**REQUIRED WORK**. Filter the entries for the word "below". Copy each line in which it occurs.

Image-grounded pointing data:
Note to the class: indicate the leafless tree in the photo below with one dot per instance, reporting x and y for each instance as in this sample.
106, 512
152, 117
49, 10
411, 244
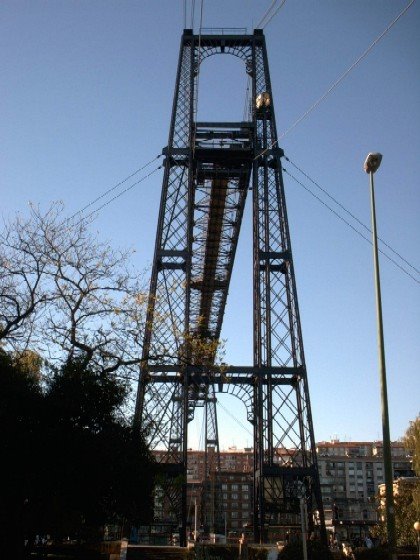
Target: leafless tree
22, 269
66, 294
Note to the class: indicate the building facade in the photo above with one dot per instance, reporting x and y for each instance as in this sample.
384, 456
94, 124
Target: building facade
350, 475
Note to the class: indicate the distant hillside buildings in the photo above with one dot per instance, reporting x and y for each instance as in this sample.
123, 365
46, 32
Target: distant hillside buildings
350, 474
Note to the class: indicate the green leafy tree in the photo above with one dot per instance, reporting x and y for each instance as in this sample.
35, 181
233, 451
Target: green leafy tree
73, 462
406, 494
412, 443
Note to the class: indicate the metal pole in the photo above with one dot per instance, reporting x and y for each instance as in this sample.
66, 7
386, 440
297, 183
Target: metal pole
389, 494
303, 525
195, 519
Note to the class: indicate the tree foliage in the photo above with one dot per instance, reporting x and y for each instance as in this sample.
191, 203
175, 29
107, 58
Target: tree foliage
406, 494
73, 463
412, 443
65, 294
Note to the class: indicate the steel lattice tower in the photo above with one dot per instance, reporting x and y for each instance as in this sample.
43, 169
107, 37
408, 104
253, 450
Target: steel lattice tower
209, 169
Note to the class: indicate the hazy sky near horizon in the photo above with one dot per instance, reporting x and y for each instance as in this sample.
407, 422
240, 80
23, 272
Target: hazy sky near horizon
86, 99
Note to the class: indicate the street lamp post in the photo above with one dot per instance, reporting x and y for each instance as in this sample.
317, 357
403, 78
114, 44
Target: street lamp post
371, 165
417, 530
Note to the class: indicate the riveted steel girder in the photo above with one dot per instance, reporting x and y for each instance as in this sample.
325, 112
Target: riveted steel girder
209, 170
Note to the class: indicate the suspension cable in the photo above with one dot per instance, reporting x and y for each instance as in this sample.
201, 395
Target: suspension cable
307, 189
339, 80
350, 214
118, 195
114, 187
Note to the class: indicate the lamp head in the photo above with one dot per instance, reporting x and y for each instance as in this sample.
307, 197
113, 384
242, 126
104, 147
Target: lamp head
372, 162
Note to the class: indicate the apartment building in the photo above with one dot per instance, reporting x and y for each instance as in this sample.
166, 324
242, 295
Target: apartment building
350, 474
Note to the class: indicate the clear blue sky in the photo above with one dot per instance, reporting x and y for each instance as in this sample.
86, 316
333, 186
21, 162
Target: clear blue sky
86, 96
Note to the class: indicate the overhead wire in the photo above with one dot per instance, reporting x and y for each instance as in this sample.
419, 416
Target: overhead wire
118, 195
108, 191
340, 78
234, 417
192, 13
269, 14
351, 214
340, 217
349, 69
282, 3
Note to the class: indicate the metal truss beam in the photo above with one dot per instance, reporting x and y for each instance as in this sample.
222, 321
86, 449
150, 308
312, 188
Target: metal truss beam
209, 170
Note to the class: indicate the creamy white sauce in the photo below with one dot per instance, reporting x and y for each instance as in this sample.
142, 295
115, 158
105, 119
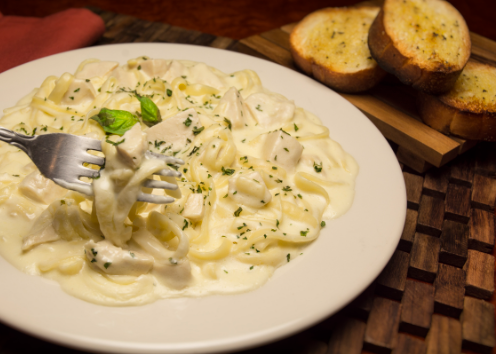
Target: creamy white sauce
258, 212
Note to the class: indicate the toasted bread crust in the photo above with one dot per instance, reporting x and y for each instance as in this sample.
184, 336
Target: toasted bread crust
350, 82
433, 80
450, 120
344, 82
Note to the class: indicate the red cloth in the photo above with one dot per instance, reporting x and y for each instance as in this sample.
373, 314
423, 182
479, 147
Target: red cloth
23, 39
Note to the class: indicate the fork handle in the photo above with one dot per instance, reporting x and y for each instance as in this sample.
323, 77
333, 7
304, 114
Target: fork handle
18, 140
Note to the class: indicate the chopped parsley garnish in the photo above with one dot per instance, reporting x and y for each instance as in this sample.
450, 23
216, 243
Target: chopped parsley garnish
197, 131
187, 122
195, 149
317, 167
238, 211
227, 171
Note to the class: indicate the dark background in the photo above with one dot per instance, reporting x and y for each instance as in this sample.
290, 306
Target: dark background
233, 18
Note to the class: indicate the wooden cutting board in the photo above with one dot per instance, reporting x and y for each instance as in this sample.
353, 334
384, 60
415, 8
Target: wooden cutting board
390, 106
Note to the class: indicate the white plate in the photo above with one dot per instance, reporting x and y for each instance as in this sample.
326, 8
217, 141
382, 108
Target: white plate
346, 258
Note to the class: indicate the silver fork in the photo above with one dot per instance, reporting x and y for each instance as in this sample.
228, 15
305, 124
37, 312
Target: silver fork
60, 157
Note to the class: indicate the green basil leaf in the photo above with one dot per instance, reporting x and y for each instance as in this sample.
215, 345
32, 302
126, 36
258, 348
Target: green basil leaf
115, 121
149, 111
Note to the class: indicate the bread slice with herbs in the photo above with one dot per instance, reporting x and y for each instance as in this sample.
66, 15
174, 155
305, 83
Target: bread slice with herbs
469, 109
425, 43
331, 45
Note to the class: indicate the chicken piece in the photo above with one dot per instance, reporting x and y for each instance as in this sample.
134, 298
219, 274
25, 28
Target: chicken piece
155, 67
194, 208
232, 107
176, 69
79, 92
202, 74
282, 149
96, 69
175, 131
134, 146
114, 260
250, 190
61, 86
40, 189
270, 111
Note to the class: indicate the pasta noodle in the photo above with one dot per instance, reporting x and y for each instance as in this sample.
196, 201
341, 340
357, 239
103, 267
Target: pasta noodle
259, 178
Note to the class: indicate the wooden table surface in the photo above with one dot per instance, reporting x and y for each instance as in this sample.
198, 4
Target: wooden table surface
234, 19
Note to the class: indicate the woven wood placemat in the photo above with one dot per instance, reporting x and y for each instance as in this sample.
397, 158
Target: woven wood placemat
432, 297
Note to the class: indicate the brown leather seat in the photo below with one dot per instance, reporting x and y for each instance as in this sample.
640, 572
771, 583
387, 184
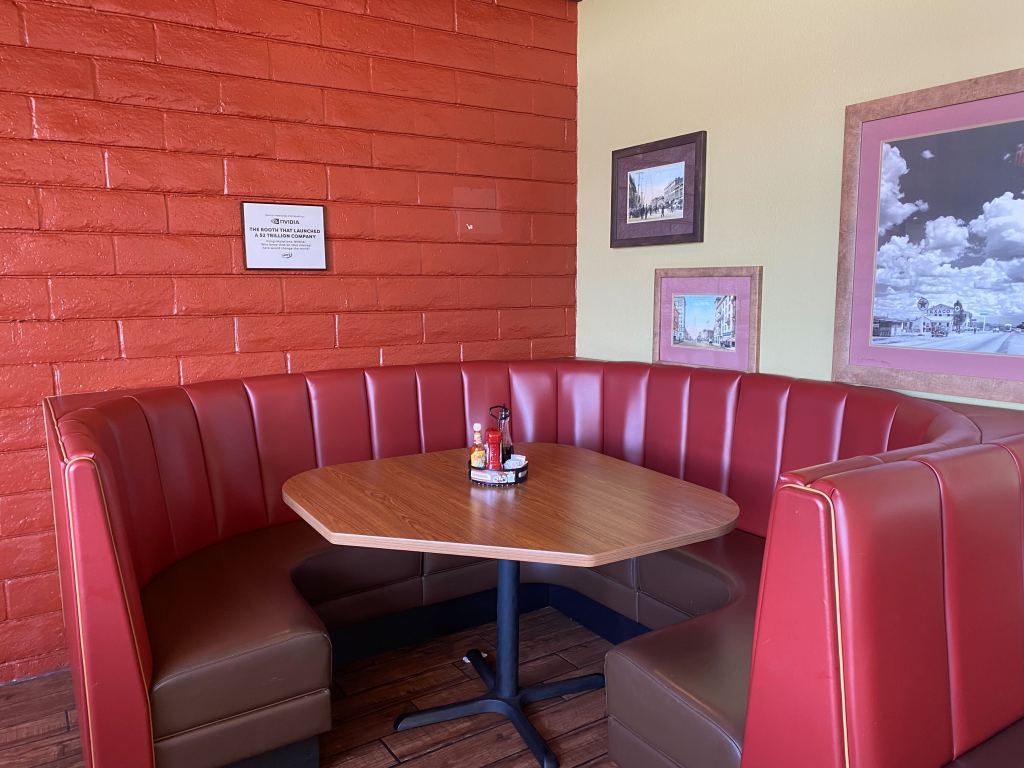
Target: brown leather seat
1001, 751
231, 638
677, 696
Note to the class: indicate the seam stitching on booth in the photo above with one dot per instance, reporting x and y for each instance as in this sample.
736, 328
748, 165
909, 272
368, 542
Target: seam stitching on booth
78, 606
839, 613
298, 697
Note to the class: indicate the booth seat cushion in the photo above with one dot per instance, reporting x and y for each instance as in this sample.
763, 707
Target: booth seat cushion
1005, 749
230, 634
682, 689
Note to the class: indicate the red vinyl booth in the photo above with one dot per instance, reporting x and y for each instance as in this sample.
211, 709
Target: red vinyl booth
891, 617
172, 534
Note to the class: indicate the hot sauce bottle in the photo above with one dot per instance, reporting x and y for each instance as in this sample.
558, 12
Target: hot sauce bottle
493, 438
478, 455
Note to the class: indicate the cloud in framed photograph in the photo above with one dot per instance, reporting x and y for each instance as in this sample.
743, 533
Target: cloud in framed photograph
949, 256
704, 322
655, 194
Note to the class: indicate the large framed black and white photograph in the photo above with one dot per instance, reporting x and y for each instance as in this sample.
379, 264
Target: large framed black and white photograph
657, 192
931, 279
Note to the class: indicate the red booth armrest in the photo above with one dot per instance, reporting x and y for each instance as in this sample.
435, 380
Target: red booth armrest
795, 711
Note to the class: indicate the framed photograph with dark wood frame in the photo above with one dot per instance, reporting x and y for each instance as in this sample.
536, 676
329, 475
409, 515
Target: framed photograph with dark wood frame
931, 262
657, 192
708, 316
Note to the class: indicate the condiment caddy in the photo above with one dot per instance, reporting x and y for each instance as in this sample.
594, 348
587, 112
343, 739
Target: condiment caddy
492, 461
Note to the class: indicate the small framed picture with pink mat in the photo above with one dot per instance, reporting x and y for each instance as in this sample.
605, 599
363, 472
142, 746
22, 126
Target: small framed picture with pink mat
708, 316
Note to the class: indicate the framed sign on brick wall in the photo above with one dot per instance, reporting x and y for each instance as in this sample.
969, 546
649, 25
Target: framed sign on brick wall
284, 237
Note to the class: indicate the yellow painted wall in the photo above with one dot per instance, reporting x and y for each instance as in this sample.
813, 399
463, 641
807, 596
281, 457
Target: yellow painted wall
769, 82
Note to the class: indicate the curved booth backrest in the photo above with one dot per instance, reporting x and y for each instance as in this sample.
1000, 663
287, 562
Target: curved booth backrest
891, 614
141, 479
217, 453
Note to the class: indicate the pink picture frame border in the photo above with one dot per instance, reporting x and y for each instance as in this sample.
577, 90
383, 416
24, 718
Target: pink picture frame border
743, 282
988, 99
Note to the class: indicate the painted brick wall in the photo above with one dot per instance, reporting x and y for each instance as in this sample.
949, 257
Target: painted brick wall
440, 134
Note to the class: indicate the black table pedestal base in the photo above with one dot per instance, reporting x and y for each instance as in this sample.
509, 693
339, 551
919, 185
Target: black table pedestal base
504, 695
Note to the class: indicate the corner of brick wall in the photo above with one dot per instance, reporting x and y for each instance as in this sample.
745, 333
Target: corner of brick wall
439, 134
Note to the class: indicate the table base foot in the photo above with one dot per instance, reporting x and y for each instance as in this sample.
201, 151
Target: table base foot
511, 708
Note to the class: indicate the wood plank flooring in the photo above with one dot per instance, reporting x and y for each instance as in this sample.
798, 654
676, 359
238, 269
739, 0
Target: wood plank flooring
38, 725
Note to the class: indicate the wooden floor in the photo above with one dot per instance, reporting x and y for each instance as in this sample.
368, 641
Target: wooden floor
38, 725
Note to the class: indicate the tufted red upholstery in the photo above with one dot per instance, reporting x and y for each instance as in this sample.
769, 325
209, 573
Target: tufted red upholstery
183, 468
903, 619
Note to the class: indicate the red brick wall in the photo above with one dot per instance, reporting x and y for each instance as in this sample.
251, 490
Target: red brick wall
440, 134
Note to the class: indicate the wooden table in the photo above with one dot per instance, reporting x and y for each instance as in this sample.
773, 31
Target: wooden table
578, 508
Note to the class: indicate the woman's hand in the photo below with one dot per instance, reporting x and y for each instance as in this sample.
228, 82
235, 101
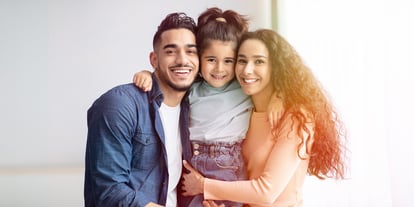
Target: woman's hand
143, 80
193, 182
210, 203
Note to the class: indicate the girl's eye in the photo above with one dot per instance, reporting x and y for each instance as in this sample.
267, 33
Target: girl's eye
258, 62
211, 60
192, 51
169, 51
229, 61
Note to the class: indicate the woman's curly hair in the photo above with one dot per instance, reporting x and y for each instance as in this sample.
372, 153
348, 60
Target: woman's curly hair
305, 99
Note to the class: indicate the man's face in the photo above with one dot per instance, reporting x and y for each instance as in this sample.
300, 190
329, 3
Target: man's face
175, 60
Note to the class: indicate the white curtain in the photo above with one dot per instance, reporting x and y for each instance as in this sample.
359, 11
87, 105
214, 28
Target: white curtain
350, 46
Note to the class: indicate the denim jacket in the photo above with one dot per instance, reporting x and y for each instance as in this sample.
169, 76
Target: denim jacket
126, 161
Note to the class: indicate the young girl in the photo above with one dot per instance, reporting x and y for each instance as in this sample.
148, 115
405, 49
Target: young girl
220, 111
307, 139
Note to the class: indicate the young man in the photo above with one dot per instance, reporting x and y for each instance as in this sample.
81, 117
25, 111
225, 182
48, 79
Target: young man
136, 139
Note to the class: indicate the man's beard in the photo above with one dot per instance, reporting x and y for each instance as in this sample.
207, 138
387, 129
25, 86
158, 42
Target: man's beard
164, 78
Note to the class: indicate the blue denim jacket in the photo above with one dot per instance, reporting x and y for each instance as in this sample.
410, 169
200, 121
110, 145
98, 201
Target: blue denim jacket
125, 162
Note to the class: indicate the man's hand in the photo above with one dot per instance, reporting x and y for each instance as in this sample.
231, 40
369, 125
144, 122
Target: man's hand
143, 80
193, 182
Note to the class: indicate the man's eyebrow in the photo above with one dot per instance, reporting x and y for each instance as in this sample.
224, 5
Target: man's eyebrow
169, 46
175, 46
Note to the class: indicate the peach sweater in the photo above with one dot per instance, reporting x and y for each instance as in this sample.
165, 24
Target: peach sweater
276, 173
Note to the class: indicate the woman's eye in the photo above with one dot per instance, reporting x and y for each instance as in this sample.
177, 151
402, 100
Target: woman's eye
211, 60
241, 61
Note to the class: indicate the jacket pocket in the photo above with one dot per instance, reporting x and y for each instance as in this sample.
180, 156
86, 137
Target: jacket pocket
146, 151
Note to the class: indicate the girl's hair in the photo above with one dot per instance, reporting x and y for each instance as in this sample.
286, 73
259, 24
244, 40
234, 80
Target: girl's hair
214, 24
304, 98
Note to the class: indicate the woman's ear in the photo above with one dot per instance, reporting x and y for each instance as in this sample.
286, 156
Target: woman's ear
153, 60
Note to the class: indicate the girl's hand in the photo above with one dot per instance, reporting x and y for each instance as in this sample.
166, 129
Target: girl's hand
276, 110
143, 80
193, 182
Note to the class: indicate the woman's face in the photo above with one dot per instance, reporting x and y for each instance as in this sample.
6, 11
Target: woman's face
217, 63
253, 68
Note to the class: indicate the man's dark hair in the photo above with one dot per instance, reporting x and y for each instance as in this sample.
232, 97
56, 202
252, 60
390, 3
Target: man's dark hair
175, 21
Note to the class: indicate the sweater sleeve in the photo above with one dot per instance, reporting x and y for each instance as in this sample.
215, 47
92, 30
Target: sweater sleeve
278, 170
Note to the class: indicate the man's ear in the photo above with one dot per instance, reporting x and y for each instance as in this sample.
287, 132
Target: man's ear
153, 60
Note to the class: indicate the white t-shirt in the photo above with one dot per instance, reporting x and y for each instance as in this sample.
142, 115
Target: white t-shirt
170, 120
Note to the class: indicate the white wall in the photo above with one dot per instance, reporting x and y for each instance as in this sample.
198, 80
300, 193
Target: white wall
361, 51
56, 58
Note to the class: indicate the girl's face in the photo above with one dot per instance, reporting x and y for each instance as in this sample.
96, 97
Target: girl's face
254, 68
217, 63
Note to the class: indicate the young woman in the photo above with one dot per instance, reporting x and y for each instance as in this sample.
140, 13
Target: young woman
307, 139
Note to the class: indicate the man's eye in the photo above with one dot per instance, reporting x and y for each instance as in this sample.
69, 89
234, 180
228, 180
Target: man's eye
241, 61
211, 60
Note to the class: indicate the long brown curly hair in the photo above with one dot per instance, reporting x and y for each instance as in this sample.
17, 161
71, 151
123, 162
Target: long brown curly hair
305, 99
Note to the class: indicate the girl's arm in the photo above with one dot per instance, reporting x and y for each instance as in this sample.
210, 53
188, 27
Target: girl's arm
143, 80
275, 109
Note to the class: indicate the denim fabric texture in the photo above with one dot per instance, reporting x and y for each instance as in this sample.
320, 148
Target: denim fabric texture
219, 160
125, 162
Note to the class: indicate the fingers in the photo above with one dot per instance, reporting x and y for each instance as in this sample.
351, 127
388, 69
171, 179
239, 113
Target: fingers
271, 120
142, 82
188, 166
210, 203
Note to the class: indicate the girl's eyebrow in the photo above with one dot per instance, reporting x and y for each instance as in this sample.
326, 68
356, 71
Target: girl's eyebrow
254, 56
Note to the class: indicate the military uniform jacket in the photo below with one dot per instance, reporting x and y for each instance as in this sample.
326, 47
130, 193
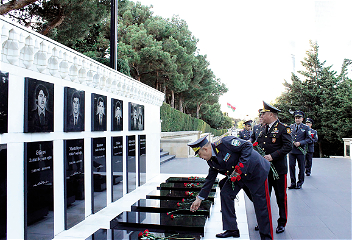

**TASK ANSWER**.
Note to the class: indicate the leafless tree in the photo below with one dot per instance, reporting x and y for each instance as in this sample.
Note to the class: indicate the creamy white sauce in the photo below with one dot per instance, reporting x and y for each instance as in this sample.
Note to the class: indicate the brown leather seat in the photo below with one dot per instance, reporting x and y for each instance as in this sample.
Note to the class: indicate the woman's hand in the photo below with one dot per instance, reporting x and y for each instance as in this sample.
Note to the class: indicate the military uniform jacket in the photo below with one dot per instance, reporting x and y for each instance as in this sample.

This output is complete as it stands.